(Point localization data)
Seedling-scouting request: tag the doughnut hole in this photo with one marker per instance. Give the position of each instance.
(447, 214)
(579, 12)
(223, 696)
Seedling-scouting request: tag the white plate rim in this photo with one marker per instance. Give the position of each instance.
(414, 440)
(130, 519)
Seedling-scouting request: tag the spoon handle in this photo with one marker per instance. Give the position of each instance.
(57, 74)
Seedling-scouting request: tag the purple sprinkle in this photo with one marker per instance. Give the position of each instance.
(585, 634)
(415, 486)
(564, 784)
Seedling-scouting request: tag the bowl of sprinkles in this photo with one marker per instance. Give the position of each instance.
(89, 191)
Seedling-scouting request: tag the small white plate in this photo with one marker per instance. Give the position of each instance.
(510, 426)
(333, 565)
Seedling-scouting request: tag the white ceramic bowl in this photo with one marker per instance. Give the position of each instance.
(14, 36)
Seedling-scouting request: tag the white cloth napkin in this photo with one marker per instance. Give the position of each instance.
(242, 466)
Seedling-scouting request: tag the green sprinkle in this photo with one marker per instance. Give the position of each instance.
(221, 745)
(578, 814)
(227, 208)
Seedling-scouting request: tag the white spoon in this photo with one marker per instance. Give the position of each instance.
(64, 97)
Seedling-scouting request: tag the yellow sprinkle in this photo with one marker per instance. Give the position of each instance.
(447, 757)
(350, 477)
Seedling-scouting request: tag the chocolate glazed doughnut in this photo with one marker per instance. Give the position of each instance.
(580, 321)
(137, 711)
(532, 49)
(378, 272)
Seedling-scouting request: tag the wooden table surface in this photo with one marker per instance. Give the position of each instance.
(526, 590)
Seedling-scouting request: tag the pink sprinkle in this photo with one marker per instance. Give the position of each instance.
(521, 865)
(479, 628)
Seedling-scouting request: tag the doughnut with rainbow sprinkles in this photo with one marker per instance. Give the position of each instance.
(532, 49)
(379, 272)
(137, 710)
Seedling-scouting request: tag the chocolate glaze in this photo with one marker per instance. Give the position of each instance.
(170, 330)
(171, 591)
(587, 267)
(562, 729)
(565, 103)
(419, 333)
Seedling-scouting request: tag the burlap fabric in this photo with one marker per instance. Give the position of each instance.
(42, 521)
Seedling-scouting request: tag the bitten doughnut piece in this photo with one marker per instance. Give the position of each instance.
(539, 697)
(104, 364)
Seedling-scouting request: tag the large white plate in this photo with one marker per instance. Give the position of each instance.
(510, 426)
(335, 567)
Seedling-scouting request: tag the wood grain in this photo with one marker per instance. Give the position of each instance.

● **Exercise prompt**
The entries above are to be output exactly as they appear.

● **Exercise result**
Seedling-scouting request: tag the doughnut hole in this photo with one marker per instance. Give the position of each instance.
(447, 214)
(579, 12)
(223, 696)
Seedling-scouting request: tag the white plate rim in this photo with one marker per instance. Give the position of each instance.
(414, 440)
(130, 519)
Seedling-scouting request: tag the spoon handle in this photo with one marker per instance. Give the position of each instance.
(57, 74)
Seedling-scouting request: tag the purple sprinkle in this photo with one marker per instance. Give the position of each instance.
(585, 634)
(415, 486)
(564, 784)
Seedling-scouting request: tag the bowl of sprinkles in this photo with one marker per instance. Give the position of each instance.
(89, 191)
Seedling-scouting request: tag the small white plate in this photo with one marker per instance. Give the position of each instance.
(510, 426)
(333, 565)
Seedling-scouting request: tag the white ceramic bowl in this photo with one marker per instance. Give the position of each instance.
(14, 36)
Seedling-scouting request: tag the white cloth napkin in this photo with one marker per instance. Give the position of each instance.
(242, 466)
Seedling-scouting request: tag the green sprinkle in this photo with one marker per instance. Give the position of each instance.
(221, 745)
(578, 814)
(227, 208)
Seedling-scouting request: tag the white spoon in this photo with one marker per instance. Give the position of each instance.
(64, 97)
Seedling-scouting request: tag the yellow sprinkle in this photo with one marker per instance. Give the position of each instance.
(447, 757)
(350, 477)
Seedling-scouting request: tag the chocolate glazed doughnut in this photo with one marker per instance. Give the position of each instance.
(580, 321)
(137, 711)
(532, 49)
(378, 272)
Seedling-scouting request: tag the wooden table surface in this photo with one marker per instance. Give the position of each instance.
(526, 590)
Seedling-scouting request: tag the pink sprinkle in this photo with one marker per instance. Give the position of each instance.
(521, 865)
(479, 628)
Seedling-scouting request: tag the doughnut with rainbow sprinkles in this photo with one marker per instance. Give the position of each instance.
(532, 49)
(379, 272)
(137, 710)
Seedling-scouting request: tag the chocolate glaze in this photo with one marker per instance. Give the position of each instance.
(170, 330)
(171, 591)
(587, 267)
(562, 729)
(565, 103)
(419, 333)
Seedling-scouting request: tag the burlap fabric in this photo with one marker per instance. Give the position of each instance.
(42, 521)
Seedling-scouting request: tag the bitten doughnut piece in this photo with one marker per instance. Give the position of each instance.
(539, 697)
(104, 364)
Seedling-scouting request: tag the large white plate in this photo with one marker per instance. Give the position of each instance.
(510, 426)
(335, 567)
Seedling-scouting request: tag the wood grain in this photo with one marker per instance. Give the position of each instance.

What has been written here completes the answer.